» **Exercise brief**
Every line in the entries where "cross" is found should be copied.

» **Data for this exercise**

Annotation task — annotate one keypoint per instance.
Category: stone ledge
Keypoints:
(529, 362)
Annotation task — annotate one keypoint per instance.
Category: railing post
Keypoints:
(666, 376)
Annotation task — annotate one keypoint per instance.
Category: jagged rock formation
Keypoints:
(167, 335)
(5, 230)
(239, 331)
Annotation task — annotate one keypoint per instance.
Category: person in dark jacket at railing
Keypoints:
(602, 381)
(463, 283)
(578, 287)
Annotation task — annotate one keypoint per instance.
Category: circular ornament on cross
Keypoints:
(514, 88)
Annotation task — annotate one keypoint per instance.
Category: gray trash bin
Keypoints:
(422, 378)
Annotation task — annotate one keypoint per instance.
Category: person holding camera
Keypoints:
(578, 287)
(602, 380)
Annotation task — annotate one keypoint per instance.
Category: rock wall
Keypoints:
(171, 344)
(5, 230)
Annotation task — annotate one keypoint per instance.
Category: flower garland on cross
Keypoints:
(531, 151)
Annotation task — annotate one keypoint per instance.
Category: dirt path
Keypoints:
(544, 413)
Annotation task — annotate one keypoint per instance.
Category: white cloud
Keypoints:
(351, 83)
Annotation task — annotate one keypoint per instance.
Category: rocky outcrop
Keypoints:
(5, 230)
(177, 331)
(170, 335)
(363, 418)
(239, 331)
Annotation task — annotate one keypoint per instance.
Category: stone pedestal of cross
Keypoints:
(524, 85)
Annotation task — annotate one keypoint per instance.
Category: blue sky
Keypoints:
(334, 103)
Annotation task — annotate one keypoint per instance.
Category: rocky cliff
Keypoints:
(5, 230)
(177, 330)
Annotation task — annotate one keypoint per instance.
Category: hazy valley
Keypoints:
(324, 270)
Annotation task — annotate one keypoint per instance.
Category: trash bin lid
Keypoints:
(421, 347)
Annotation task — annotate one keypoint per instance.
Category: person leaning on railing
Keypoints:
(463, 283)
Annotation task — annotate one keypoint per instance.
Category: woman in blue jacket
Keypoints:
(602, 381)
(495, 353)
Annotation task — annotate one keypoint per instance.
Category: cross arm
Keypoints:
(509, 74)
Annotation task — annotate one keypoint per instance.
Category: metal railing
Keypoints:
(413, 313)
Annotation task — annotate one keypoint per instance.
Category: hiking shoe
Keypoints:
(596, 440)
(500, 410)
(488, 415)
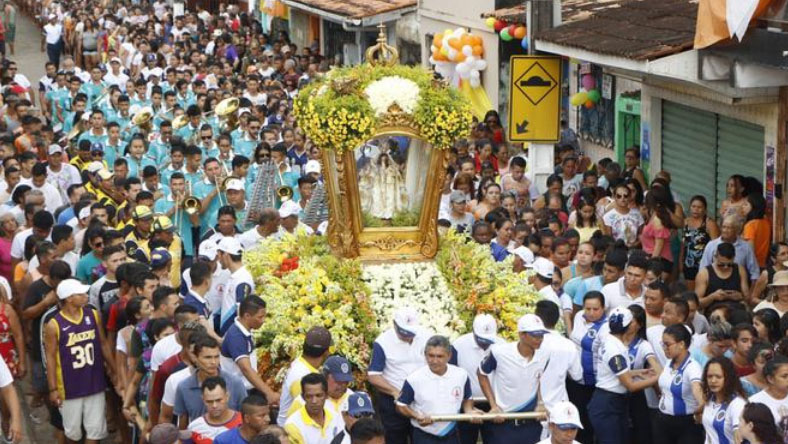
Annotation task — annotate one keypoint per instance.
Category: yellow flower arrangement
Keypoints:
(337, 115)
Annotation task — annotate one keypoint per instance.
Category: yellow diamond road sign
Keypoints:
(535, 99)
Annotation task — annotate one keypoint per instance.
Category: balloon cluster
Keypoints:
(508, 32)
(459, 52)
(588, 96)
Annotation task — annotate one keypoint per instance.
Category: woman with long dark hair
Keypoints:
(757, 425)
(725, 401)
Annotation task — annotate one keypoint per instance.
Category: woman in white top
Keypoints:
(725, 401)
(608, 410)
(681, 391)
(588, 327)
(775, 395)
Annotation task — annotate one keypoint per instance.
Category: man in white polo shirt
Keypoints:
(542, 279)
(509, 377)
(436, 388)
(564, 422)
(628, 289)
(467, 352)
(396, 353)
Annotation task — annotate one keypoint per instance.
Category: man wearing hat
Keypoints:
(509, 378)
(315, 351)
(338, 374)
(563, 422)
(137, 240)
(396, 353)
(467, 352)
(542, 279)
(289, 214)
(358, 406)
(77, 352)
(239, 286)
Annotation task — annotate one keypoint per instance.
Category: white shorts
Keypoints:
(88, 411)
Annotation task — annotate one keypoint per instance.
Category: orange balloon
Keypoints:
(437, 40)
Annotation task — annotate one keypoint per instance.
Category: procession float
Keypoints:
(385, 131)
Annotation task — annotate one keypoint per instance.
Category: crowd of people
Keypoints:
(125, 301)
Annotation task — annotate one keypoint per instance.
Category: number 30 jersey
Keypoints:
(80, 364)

---

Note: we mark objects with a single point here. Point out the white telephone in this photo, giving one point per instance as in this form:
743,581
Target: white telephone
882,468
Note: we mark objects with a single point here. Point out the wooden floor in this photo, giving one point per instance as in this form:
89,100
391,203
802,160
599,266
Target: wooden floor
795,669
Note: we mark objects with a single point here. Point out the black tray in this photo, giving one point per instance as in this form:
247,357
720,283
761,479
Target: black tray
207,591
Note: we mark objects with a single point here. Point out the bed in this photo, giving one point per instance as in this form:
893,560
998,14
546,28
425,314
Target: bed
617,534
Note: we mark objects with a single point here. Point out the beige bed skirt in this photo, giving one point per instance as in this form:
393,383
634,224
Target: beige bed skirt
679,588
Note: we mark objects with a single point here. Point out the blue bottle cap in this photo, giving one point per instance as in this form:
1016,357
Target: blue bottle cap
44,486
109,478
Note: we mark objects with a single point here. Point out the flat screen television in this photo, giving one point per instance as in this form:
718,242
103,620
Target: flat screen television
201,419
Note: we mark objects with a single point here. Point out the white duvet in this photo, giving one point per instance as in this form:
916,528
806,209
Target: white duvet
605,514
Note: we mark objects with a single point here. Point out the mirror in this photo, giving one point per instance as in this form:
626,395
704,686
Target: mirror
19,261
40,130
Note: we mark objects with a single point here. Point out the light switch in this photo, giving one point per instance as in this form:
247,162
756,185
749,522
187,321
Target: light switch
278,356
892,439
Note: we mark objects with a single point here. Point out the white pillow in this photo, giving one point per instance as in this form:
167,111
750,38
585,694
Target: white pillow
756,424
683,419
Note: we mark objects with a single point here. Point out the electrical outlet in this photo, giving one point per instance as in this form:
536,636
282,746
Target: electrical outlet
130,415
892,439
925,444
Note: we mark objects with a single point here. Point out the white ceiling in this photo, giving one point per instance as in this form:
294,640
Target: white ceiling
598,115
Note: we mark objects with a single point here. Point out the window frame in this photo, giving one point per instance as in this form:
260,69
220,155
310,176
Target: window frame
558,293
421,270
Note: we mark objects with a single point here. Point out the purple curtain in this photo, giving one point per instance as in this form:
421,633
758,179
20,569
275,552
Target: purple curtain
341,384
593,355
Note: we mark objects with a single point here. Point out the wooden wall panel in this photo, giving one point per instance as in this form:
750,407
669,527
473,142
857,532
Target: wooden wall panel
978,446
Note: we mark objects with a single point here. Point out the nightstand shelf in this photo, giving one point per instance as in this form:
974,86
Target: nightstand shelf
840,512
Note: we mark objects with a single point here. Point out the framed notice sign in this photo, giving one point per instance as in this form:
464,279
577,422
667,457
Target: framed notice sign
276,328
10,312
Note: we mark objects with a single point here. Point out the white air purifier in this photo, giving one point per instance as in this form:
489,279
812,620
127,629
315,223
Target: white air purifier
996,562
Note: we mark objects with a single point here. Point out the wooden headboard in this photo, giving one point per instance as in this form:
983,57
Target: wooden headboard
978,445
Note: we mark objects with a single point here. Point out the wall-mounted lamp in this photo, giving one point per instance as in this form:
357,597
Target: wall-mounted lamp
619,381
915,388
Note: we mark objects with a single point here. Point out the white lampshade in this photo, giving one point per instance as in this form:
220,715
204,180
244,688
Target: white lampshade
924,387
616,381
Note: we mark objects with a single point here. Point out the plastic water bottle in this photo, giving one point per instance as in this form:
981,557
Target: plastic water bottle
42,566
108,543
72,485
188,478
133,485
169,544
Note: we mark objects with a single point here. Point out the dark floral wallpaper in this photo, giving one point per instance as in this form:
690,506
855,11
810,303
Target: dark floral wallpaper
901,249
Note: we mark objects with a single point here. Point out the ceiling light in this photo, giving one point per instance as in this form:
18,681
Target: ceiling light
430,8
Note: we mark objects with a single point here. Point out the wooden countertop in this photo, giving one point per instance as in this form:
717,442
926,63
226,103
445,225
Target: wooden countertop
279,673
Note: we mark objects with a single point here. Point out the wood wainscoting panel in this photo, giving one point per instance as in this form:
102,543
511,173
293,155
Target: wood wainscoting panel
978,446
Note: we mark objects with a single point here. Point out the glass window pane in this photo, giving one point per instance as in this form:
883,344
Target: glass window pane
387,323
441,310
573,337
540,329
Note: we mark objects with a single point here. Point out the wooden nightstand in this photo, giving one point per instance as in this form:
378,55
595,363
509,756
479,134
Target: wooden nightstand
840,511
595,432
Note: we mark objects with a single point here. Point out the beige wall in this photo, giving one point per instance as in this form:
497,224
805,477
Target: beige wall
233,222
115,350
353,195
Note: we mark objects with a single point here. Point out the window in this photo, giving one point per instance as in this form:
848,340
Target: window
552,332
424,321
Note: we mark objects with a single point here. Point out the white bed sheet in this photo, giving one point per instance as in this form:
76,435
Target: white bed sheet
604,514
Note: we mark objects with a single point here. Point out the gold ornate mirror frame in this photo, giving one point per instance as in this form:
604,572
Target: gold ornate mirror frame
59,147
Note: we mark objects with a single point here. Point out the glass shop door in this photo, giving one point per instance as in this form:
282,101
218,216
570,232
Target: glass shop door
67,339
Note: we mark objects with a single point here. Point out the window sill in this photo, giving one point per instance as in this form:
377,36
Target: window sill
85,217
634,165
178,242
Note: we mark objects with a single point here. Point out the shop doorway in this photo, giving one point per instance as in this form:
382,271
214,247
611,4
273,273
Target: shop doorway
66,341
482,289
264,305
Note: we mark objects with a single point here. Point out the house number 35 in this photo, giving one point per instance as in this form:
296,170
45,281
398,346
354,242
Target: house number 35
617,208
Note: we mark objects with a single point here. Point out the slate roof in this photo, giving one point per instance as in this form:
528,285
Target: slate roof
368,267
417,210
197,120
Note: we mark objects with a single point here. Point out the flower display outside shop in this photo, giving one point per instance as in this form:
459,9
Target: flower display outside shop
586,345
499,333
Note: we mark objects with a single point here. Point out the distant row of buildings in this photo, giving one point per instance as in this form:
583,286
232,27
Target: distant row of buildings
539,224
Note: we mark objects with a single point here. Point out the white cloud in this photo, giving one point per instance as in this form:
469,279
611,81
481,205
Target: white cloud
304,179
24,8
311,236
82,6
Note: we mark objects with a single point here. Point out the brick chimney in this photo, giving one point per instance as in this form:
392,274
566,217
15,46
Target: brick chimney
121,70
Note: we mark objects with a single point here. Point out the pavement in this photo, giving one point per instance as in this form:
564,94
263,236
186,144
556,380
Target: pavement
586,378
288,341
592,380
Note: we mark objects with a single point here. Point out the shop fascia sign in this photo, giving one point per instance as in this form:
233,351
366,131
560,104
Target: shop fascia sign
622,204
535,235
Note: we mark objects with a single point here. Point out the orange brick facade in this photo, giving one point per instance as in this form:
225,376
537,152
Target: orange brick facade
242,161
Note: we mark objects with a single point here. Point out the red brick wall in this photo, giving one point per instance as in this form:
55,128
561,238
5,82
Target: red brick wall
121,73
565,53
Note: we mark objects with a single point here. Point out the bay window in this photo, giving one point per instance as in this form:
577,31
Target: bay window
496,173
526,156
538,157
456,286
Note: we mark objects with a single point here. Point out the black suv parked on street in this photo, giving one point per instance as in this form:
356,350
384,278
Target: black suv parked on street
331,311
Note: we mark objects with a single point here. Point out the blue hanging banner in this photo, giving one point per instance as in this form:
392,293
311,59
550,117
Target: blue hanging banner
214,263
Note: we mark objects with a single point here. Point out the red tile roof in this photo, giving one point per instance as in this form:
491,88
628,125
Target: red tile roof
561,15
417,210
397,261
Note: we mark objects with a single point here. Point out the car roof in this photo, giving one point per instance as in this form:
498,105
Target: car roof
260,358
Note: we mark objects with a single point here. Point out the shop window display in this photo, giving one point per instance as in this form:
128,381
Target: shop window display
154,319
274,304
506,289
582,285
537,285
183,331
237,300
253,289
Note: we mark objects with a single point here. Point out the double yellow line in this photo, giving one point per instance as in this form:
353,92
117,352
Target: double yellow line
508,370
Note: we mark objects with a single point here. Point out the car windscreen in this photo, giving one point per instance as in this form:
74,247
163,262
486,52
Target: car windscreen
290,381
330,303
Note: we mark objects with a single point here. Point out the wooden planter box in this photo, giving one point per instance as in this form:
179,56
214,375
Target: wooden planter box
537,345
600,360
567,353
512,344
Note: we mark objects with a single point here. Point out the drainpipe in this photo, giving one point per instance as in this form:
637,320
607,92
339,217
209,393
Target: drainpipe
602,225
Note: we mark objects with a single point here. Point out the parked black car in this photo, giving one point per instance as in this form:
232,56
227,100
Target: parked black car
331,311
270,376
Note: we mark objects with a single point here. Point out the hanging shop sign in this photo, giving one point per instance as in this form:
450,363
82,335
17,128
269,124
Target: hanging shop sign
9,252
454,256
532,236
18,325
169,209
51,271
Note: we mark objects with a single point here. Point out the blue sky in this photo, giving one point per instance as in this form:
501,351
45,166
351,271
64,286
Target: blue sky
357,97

» **Response**
Category: circular ornament on cross
Category: flower garland on cross
Category: stone pedestal of cross
Category: cross arm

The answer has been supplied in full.